## [PROVIDED ENTRIES]

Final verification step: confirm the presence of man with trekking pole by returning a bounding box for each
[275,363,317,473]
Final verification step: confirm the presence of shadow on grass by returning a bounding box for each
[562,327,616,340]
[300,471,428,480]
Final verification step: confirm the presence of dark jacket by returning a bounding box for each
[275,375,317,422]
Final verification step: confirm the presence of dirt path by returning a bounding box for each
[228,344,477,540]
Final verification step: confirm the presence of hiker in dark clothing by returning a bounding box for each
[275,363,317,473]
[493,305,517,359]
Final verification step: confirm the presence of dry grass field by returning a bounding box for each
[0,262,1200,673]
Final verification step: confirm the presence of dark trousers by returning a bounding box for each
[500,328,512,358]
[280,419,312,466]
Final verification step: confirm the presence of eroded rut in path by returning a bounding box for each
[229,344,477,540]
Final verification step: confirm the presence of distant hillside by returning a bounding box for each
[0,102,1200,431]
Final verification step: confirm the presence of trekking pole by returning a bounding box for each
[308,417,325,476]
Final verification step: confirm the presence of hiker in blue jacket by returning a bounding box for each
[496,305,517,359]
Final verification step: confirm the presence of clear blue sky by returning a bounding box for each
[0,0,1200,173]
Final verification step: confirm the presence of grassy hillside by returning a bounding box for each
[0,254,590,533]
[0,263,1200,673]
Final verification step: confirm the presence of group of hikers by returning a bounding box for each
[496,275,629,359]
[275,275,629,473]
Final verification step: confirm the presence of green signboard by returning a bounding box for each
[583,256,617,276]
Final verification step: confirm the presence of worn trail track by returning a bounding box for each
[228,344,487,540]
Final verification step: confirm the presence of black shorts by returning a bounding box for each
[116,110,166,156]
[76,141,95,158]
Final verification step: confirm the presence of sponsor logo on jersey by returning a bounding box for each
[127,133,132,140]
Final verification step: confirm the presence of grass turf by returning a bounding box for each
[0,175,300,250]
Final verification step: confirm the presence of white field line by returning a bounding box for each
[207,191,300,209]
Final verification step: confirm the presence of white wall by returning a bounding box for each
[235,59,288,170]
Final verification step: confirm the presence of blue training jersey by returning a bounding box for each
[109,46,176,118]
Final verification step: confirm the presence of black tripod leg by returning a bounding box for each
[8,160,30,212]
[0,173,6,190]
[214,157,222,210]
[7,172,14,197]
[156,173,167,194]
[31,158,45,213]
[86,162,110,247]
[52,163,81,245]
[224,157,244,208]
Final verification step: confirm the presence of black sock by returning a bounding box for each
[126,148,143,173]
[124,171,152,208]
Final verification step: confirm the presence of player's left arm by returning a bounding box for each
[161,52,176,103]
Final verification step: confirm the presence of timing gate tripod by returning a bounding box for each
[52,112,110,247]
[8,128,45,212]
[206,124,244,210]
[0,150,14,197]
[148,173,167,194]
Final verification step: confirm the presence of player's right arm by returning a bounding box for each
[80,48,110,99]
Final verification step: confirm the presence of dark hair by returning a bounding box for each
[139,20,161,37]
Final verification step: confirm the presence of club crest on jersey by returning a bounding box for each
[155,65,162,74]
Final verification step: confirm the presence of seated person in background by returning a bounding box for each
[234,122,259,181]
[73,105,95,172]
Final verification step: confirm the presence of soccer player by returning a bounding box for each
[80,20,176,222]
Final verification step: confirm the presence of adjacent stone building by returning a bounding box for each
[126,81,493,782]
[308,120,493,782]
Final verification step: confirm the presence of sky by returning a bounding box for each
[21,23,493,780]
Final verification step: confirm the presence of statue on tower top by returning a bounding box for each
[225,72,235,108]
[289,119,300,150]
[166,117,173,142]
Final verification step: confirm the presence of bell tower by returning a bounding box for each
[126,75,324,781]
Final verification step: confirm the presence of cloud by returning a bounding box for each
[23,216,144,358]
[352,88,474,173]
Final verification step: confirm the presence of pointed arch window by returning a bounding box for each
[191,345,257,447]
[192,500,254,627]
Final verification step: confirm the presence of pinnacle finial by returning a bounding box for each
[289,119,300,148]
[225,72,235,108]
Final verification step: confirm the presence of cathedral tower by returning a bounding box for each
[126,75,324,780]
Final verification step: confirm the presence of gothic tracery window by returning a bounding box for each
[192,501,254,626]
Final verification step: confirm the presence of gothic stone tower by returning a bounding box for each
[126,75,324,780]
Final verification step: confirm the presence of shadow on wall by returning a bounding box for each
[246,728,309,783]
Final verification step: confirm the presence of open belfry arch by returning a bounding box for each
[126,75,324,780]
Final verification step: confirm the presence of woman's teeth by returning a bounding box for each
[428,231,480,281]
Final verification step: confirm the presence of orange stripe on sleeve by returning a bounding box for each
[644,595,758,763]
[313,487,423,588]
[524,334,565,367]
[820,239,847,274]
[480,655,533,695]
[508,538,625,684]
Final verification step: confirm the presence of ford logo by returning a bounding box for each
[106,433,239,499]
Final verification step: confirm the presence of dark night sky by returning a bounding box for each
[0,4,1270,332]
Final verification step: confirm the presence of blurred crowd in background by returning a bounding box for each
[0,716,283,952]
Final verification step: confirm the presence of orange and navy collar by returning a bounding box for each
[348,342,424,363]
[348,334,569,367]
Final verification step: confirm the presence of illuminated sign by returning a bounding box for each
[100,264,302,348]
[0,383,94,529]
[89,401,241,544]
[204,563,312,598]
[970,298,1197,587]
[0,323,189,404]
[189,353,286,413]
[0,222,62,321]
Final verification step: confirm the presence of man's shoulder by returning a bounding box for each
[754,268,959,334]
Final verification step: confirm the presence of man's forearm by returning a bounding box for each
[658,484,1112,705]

==

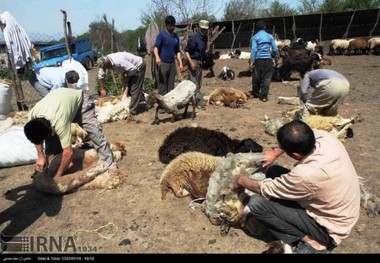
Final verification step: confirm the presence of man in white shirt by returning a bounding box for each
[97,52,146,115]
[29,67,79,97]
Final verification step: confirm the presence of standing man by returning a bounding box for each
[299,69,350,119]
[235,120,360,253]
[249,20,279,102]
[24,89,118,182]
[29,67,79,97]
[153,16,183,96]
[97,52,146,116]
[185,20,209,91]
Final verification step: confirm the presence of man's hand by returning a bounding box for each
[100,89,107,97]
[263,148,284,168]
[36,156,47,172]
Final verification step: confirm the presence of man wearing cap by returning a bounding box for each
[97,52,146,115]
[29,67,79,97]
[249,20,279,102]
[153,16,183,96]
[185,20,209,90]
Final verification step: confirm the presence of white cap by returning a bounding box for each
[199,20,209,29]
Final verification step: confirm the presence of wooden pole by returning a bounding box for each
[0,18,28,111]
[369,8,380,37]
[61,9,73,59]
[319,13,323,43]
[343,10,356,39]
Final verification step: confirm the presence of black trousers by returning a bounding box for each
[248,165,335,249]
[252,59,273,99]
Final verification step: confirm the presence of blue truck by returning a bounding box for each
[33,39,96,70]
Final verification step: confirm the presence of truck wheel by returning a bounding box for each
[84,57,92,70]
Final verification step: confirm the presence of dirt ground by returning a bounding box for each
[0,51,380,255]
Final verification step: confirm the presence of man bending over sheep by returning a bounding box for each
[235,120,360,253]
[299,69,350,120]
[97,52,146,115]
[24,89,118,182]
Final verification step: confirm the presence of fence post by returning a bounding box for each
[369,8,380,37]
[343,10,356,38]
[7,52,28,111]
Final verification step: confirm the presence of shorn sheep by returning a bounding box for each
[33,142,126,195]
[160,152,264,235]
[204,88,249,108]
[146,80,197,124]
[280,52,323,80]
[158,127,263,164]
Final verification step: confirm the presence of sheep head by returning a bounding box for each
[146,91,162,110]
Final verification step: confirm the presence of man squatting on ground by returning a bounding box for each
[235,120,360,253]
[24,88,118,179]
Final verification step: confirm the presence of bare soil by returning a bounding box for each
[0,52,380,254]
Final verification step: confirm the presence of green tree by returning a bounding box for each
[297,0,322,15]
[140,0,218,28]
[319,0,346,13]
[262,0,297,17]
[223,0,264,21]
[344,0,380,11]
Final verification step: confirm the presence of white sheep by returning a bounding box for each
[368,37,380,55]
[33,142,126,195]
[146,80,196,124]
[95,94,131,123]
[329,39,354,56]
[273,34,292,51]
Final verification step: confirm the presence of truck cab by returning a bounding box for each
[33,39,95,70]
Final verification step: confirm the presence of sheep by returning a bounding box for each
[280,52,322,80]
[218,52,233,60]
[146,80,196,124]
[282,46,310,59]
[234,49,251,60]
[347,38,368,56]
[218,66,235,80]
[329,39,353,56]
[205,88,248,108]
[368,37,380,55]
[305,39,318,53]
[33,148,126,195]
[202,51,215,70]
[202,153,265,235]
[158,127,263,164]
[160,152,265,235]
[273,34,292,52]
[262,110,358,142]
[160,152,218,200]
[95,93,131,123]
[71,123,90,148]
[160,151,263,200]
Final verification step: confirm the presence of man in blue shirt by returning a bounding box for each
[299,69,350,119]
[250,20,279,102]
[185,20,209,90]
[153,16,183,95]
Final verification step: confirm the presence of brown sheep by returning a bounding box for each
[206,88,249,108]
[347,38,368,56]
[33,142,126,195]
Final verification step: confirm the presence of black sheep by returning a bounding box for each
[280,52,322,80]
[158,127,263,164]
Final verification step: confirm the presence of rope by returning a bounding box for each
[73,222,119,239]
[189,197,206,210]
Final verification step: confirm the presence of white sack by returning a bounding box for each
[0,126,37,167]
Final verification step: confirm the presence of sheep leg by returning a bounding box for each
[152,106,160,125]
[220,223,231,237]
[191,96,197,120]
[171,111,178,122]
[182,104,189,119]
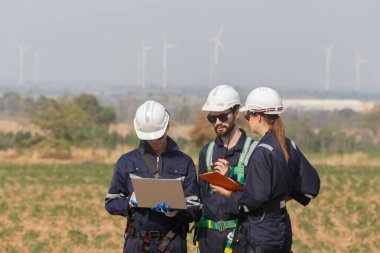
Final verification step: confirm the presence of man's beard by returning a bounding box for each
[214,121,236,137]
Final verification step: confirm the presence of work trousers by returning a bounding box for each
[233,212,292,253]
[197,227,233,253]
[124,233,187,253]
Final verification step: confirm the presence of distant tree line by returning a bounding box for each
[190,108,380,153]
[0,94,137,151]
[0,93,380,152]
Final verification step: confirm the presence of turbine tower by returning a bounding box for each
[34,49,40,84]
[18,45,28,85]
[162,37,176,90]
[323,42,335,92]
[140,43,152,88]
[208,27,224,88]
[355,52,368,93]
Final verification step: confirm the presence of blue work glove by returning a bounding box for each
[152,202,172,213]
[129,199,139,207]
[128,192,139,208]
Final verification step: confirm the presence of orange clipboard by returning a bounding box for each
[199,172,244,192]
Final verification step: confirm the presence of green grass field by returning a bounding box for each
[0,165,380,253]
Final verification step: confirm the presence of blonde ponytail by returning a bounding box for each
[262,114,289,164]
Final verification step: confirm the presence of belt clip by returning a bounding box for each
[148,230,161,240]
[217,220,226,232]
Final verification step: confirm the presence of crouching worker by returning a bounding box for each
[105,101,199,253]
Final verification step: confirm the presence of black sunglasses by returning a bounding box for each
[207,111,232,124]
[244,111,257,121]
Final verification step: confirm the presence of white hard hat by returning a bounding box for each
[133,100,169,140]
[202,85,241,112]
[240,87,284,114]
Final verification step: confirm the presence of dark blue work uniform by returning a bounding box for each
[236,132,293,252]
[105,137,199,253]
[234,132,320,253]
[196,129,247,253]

## [WHAT IS ASKED]
Copy the listing from the line containing "Final verification step: confirm the presence of trekking" down to the line containing "[0,175,300,250]", changing "green signboard" to "green sign" and leaving everything else as it is.

## [RESPONSE FOR THIS EXERCISE]
Final verification step: confirm the presence of trekking pole by returning a bounding box for each
[308,417,325,476]
Final verification step: confirm the presence of hiker in blue jacket by returning a bounding box for each
[496,305,517,359]
Final verification step: confirm the presence of clear blue sky by returning a bounding box for each
[0,0,1200,173]
Final verification step: confirm the presence of grassy hillside by returning a bounding box for each
[0,254,590,533]
[0,263,1200,673]
Final verification step: confirm the presence of group of hikers by returning a bounding box for each
[496,275,629,359]
[275,275,629,473]
Final verification step: confirm the presence of green sign by returning a bounding box for each
[583,256,617,276]
Final verification step: confirm the presence of worn trail track by returning a bounding box for each
[228,344,487,540]
Final verification step: confirm the presence of black shorts by returning a bounding box for each
[116,110,166,156]
[76,141,95,158]
Final verification step: confirm the presence of sponsor logo on jersey by returning a bounding box for each
[127,133,132,140]
Final verification step: confirm the presence of grass turf by returning a bounding box for each
[0,175,300,250]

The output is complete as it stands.